BEGIN Extracted records
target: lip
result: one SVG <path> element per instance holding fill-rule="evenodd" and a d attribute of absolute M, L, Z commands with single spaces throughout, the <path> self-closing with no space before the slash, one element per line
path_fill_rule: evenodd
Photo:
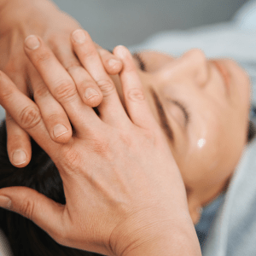
<path fill-rule="evenodd" d="M 224 65 L 223 65 L 223 63 L 221 63 L 220 61 L 218 61 L 216 60 L 212 61 L 212 63 L 218 68 L 221 76 L 224 79 L 224 86 L 226 88 L 227 94 L 230 95 L 230 74 L 229 73 L 226 67 L 224 67 Z"/>

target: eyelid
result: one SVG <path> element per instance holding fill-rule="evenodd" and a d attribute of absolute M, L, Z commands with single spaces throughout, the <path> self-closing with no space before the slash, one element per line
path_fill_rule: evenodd
<path fill-rule="evenodd" d="M 137 52 L 135 52 L 132 54 L 134 59 L 137 61 L 137 62 L 139 64 L 140 69 L 142 71 L 147 72 L 145 62 L 142 60 L 141 55 Z"/>

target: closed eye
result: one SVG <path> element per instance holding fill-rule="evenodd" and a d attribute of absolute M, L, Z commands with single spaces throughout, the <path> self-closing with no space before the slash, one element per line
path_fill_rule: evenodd
<path fill-rule="evenodd" d="M 147 72 L 145 62 L 142 60 L 140 54 L 136 52 L 136 53 L 132 54 L 132 55 L 137 60 L 137 63 L 139 64 L 140 69 L 142 71 Z"/>

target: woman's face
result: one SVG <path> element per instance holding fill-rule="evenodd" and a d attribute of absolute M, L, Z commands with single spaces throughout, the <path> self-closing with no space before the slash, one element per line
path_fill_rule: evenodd
<path fill-rule="evenodd" d="M 196 209 L 224 189 L 247 143 L 248 77 L 235 61 L 207 60 L 199 49 L 180 58 L 146 51 L 134 61 L 182 173 L 195 224 Z M 119 80 L 113 79 L 123 102 Z"/>

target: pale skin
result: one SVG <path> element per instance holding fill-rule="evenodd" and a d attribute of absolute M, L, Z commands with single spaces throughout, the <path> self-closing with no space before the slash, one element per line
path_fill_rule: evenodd
<path fill-rule="evenodd" d="M 83 102 L 90 107 L 96 107 L 102 102 L 102 94 L 97 81 L 92 79 L 83 68 L 72 48 L 70 34 L 81 28 L 74 19 L 61 12 L 50 1 L 0 0 L 0 70 L 25 95 L 28 96 L 35 84 L 40 84 L 41 88 L 45 86 L 23 49 L 25 38 L 31 34 L 37 34 L 50 48 L 73 81 L 82 84 L 79 93 Z M 97 49 L 108 73 L 117 74 L 122 68 L 120 60 L 99 46 Z M 77 67 L 79 70 L 74 72 Z M 81 77 L 84 80 L 81 80 Z M 94 90 L 90 90 L 90 94 L 85 94 L 89 88 Z M 72 128 L 61 105 L 46 91 L 42 91 L 36 102 L 41 108 L 43 119 L 47 120 L 46 128 L 52 140 L 60 143 L 68 142 L 72 137 Z M 9 160 L 14 166 L 24 167 L 31 160 L 29 135 L 8 112 L 6 125 Z"/>
<path fill-rule="evenodd" d="M 166 140 L 182 173 L 195 224 L 198 209 L 226 189 L 247 144 L 248 76 L 234 61 L 207 60 L 199 49 L 180 58 L 154 51 L 140 56 L 146 70 L 135 61 L 151 111 L 160 124 L 153 88 L 173 131 L 174 140 L 167 136 Z M 119 89 L 118 78 L 113 79 Z M 174 102 L 189 112 L 187 125 L 184 113 Z"/>
<path fill-rule="evenodd" d="M 67 201 L 62 206 L 31 189 L 15 187 L 1 189 L 1 206 L 29 218 L 68 247 L 105 255 L 201 255 L 182 177 L 131 55 L 123 46 L 113 51 L 123 61 L 119 75 L 126 113 L 85 35 L 86 42 L 73 46 L 91 77 L 104 81 L 99 117 L 81 100 L 43 40 L 37 38 L 39 46 L 33 49 L 25 41 L 26 55 L 75 129 L 66 144 L 51 139 L 40 107 L 1 73 L 1 104 L 54 160 Z"/>
<path fill-rule="evenodd" d="M 83 48 L 78 47 L 79 44 L 73 41 L 73 44 L 78 55 L 81 57 Z M 42 67 L 38 67 L 36 56 L 30 55 L 27 49 L 26 54 L 44 78 Z M 119 55 L 117 55 L 125 61 Z M 167 119 L 173 130 L 175 143 L 164 135 L 165 140 L 182 174 L 189 213 L 193 223 L 196 224 L 200 217 L 196 209 L 211 201 L 225 188 L 246 144 L 249 107 L 248 79 L 234 61 L 222 60 L 218 66 L 224 65 L 224 72 L 230 73 L 227 77 L 230 88 L 227 90 L 219 68 L 212 61 L 207 61 L 203 53 L 196 49 L 179 59 L 155 52 L 142 53 L 141 58 L 146 64 L 147 72 L 138 70 L 137 61 L 135 59 L 133 61 L 137 65 L 137 72 L 150 111 L 160 124 L 149 90 L 153 88 L 168 113 Z M 94 74 L 93 68 L 90 67 L 93 67 L 91 60 L 87 60 L 87 64 L 83 63 L 84 67 L 97 81 L 97 74 Z M 96 65 L 98 67 L 99 64 Z M 115 77 L 113 79 L 127 108 L 119 79 Z M 104 90 L 102 91 L 104 96 Z M 170 102 L 170 98 L 182 102 L 189 108 L 190 122 L 187 128 L 184 113 L 177 104 Z M 103 100 L 100 108 L 104 112 L 103 109 L 108 108 L 109 111 L 113 111 Z M 144 119 L 144 115 L 140 118 Z M 104 120 L 104 114 L 101 115 L 101 119 Z"/>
END Extracted records
Work to complete: Repeat each entry exactly as given; no pictures belong in the copy.

Full response:
target: lip
result: one SVG <path> element per instance holding fill-rule="evenodd" and a d attribute of absolute M, L, Z commands with single spaces throughout, the <path> self-closing with no space before the slash, one element per line
path_fill_rule: evenodd
Photo:
<path fill-rule="evenodd" d="M 224 65 L 223 65 L 223 63 L 221 63 L 220 61 L 218 61 L 216 60 L 212 61 L 212 63 L 218 68 L 221 76 L 224 79 L 224 86 L 226 88 L 227 94 L 230 95 L 230 74 L 229 73 L 226 67 L 224 67 Z"/>

target: eyelid
result: one SVG <path> element per instance holding fill-rule="evenodd" and a d attribute of absolute M, L, Z commands with single spaces throughout, the <path> self-closing with no space before the slash, one element per line
path_fill_rule: evenodd
<path fill-rule="evenodd" d="M 137 52 L 135 52 L 132 54 L 134 59 L 137 61 L 137 62 L 139 64 L 140 69 L 142 71 L 147 72 L 145 62 L 142 60 L 141 55 Z"/>

target: closed eye
result: one SVG <path> element per instance holding fill-rule="evenodd" and a d attribute of absolute M, L, Z commands with single spaces throughout, the <path> self-closing with no space before the slash, one element per line
path_fill_rule: evenodd
<path fill-rule="evenodd" d="M 147 72 L 145 62 L 142 60 L 140 54 L 136 52 L 136 53 L 132 54 L 132 55 L 137 60 L 137 63 L 139 64 L 140 69 L 142 71 Z"/>

target: woman's face
result: one SVG <path> element per instance holding fill-rule="evenodd" and a d attribute of absolute M, L, Z commands with single spaces throughout, the <path> self-closing with no space before the slash, one element per line
path_fill_rule: evenodd
<path fill-rule="evenodd" d="M 196 209 L 224 189 L 247 143 L 248 77 L 235 61 L 207 60 L 199 49 L 180 58 L 146 51 L 134 61 L 182 173 L 195 224 Z M 119 80 L 113 79 L 123 102 Z"/>

target: pale skin
result: one SVG <path> element per instance holding fill-rule="evenodd" and a d attribute of absolute M, L, Z commands with single spaces throughout, the <path> self-closing with no space before the slash, one element per line
path_fill_rule: evenodd
<path fill-rule="evenodd" d="M 83 102 L 90 107 L 96 107 L 102 102 L 102 94 L 97 81 L 92 79 L 83 68 L 72 48 L 70 34 L 81 28 L 74 19 L 61 12 L 50 1 L 0 0 L 0 70 L 25 95 L 28 96 L 35 84 L 40 84 L 41 88 L 45 86 L 23 49 L 25 38 L 31 34 L 37 34 L 50 48 L 73 81 L 82 84 L 79 93 Z M 97 49 L 108 73 L 117 74 L 122 68 L 120 60 L 99 46 Z M 77 67 L 79 70 L 74 72 Z M 81 77 L 84 80 L 81 80 Z M 94 90 L 90 90 L 90 94 L 85 94 L 89 88 Z M 72 128 L 61 105 L 46 91 L 42 91 L 36 102 L 41 108 L 43 119 L 47 120 L 46 128 L 52 140 L 60 143 L 68 142 L 72 137 Z M 9 160 L 14 166 L 24 167 L 31 160 L 29 135 L 8 112 L 6 125 Z"/>
<path fill-rule="evenodd" d="M 166 140 L 182 173 L 195 224 L 198 209 L 226 189 L 247 144 L 248 76 L 234 61 L 207 60 L 199 49 L 180 58 L 154 51 L 140 56 L 146 70 L 135 61 L 151 111 L 160 124 L 153 88 L 173 131 L 174 140 L 167 136 Z M 119 89 L 118 78 L 113 79 Z M 174 102 L 189 112 L 187 125 L 184 113 Z"/>
<path fill-rule="evenodd" d="M 67 201 L 62 206 L 31 189 L 15 187 L 1 189 L 1 206 L 29 218 L 68 247 L 105 255 L 201 255 L 182 177 L 131 55 L 123 46 L 113 51 L 123 61 L 119 75 L 126 113 L 85 35 L 86 42 L 73 46 L 91 77 L 104 81 L 99 117 L 81 100 L 43 40 L 37 38 L 39 46 L 33 49 L 25 41 L 26 55 L 75 129 L 66 144 L 51 139 L 40 107 L 1 73 L 1 104 L 54 160 Z"/>
<path fill-rule="evenodd" d="M 83 48 L 78 47 L 79 44 L 73 41 L 73 44 L 78 55 L 81 57 Z M 42 67 L 38 67 L 36 56 L 30 55 L 27 49 L 26 54 L 44 78 Z M 119 55 L 117 55 L 125 61 Z M 167 119 L 173 130 L 175 143 L 164 135 L 165 140 L 182 174 L 189 213 L 193 223 L 196 224 L 200 217 L 196 209 L 211 201 L 225 188 L 246 144 L 249 107 L 248 79 L 234 61 L 222 60 L 218 66 L 224 65 L 224 72 L 230 73 L 227 77 L 230 88 L 227 90 L 219 68 L 212 61 L 207 61 L 203 53 L 196 49 L 179 59 L 155 52 L 142 53 L 141 58 L 146 64 L 147 72 L 138 70 L 137 61 L 135 59 L 133 61 L 137 65 L 137 72 L 150 111 L 160 124 L 149 90 L 153 88 L 168 113 Z M 94 74 L 93 68 L 90 67 L 93 67 L 91 60 L 87 60 L 87 64 L 83 63 L 84 67 L 97 81 L 97 74 Z M 96 65 L 98 67 L 99 64 Z M 115 77 L 113 79 L 127 108 L 119 79 Z M 104 90 L 102 91 L 104 96 Z M 170 102 L 170 98 L 182 102 L 189 108 L 190 122 L 187 128 L 184 113 L 177 104 Z M 103 100 L 100 108 L 104 112 L 103 109 L 108 108 L 109 111 L 113 111 Z M 144 119 L 144 115 L 140 118 Z M 104 120 L 104 114 L 101 115 L 101 119 Z"/>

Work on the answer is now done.